- **EXCERPT PROVIDED**:
════════════════════

Appetite and hunger are not the same.

People often think about hunger and appetite in the same way, as though the words were interchangeable. But the drivers within the body are quite different.

Hunger...

...is the body’s way of telling you of a physiological need for food. It occurs when blood glucose levels decline and hormones, such as ghrelin, rise. The body’s response to these fluctuations is symptoms of hunger which might include a rumbling belly. Other symptoms can include frowning, headaches, tiredness, rattiness. For me, I feel strain around my eyes when I am hungry.

Hunger drives us to eat in order to restore our body’s homeostatic levels. And the drive is very powerful indeed. When we are overhungry we will eat anything, ideally something full of fat and sugar. Once homestasis is achieved, satisfaction - hunger’s opposite - is reached.

Appetite...

...on the other hand is a psychological desire to eat, based more upon eating experiences, such as memories of good food, or other sensory cues such as taste, smell or texture of food.

While hunger occurs only when the body needs food, appetite can occur at any time, irrespective of the body’s need for energy. Appetite is why many still reach for pudding after a large meal. Appetite can be correlated with the hedonic (fun-loving) centres of the brain. In such cases, the physiological cues of satisfaction, such a full stomach, higher glucose levels and changes in hormone levels and mix, are overridden.

You know you are full, you know you are not hungry, but you eat the cake anyway. Not hunger, but appetite.

════════════════════

- **RECORD EXCERPTS**:

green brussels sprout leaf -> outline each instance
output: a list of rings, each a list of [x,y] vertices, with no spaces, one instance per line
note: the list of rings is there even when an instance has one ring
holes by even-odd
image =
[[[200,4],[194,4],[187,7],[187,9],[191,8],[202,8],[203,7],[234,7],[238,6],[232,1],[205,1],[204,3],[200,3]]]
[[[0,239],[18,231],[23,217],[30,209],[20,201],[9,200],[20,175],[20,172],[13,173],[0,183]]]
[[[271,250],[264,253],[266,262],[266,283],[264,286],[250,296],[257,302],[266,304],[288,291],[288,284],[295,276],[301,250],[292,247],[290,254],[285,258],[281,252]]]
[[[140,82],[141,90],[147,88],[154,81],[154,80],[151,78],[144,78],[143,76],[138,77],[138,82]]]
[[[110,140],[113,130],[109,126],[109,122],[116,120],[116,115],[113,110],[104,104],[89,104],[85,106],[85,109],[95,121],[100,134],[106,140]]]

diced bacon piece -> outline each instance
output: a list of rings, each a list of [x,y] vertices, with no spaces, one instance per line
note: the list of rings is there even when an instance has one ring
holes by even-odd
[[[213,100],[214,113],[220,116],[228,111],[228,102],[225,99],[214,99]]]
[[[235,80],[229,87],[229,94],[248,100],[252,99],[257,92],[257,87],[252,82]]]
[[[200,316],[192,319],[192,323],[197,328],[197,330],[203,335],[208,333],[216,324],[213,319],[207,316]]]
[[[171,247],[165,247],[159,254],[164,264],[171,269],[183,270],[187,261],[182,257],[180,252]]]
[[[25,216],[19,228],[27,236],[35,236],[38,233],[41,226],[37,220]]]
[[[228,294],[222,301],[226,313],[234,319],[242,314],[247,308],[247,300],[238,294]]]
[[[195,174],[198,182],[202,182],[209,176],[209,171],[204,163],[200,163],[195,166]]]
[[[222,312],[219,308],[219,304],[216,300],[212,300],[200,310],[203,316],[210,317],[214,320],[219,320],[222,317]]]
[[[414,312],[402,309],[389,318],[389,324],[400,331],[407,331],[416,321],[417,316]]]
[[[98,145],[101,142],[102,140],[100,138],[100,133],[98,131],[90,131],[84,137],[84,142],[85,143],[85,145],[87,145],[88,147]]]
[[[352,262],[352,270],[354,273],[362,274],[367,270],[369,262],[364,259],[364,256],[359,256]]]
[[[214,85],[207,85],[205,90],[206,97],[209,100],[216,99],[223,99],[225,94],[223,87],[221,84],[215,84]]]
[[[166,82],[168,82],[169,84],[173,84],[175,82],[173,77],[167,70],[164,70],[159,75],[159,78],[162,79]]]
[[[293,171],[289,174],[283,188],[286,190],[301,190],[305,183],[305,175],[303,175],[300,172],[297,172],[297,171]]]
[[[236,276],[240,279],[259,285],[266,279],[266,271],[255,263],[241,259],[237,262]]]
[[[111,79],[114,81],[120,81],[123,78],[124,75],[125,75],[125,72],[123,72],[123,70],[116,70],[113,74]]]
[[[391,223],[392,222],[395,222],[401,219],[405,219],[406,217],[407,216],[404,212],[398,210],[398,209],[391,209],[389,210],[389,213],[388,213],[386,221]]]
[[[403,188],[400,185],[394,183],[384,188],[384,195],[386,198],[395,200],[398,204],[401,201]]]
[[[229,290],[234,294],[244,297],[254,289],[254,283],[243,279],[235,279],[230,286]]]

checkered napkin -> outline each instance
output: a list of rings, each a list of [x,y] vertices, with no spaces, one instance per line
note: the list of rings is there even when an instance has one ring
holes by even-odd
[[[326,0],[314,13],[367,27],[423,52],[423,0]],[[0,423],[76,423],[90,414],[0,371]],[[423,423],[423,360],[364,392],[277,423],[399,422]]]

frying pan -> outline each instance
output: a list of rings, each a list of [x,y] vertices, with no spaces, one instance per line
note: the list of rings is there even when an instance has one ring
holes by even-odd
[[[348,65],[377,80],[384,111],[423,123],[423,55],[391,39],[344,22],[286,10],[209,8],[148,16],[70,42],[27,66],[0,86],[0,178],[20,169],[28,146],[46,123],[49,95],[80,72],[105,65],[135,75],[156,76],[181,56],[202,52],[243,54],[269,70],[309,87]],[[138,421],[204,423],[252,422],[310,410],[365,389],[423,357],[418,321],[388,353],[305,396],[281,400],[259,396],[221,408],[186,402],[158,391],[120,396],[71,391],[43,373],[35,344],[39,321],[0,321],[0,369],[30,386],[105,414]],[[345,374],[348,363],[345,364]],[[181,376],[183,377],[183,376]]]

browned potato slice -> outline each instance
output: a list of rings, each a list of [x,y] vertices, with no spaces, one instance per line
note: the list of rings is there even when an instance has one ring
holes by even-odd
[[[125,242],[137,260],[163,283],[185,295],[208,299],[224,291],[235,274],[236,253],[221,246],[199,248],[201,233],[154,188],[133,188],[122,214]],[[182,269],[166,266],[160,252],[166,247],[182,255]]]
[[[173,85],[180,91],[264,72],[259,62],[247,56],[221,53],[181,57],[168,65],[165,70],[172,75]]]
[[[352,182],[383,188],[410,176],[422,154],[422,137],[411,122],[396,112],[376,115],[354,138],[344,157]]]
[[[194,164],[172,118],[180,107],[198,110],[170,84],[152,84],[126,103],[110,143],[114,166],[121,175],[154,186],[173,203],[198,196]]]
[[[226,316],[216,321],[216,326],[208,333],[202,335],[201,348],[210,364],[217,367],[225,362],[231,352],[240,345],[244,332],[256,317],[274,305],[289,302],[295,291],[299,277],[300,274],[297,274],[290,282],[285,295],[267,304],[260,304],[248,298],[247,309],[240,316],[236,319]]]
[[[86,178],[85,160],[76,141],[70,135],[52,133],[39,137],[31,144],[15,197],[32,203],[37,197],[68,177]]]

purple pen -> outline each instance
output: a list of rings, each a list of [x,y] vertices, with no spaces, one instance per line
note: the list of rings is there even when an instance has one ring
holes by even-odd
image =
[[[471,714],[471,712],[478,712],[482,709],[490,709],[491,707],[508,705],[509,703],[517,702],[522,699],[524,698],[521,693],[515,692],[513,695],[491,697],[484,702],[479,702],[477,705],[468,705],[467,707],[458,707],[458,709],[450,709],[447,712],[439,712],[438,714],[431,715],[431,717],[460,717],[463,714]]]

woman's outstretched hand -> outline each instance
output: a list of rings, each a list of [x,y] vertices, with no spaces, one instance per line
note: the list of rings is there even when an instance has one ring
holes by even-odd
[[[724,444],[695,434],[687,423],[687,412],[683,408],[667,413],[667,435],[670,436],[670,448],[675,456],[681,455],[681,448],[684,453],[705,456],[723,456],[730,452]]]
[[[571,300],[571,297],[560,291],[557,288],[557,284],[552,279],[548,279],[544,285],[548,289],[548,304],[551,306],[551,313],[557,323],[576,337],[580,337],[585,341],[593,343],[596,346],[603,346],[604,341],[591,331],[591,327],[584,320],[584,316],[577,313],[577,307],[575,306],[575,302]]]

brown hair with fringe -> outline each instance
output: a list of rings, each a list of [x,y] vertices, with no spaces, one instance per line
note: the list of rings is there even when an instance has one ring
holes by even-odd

════════════════════

- **WHAT THE TASK ASKS**: In the text on hunger and appetite, what is named as hunger's opposite? Please rely only on the text on hunger and appetite.

- **ANSWER TO THIS PROBLEM**: Satisfaction.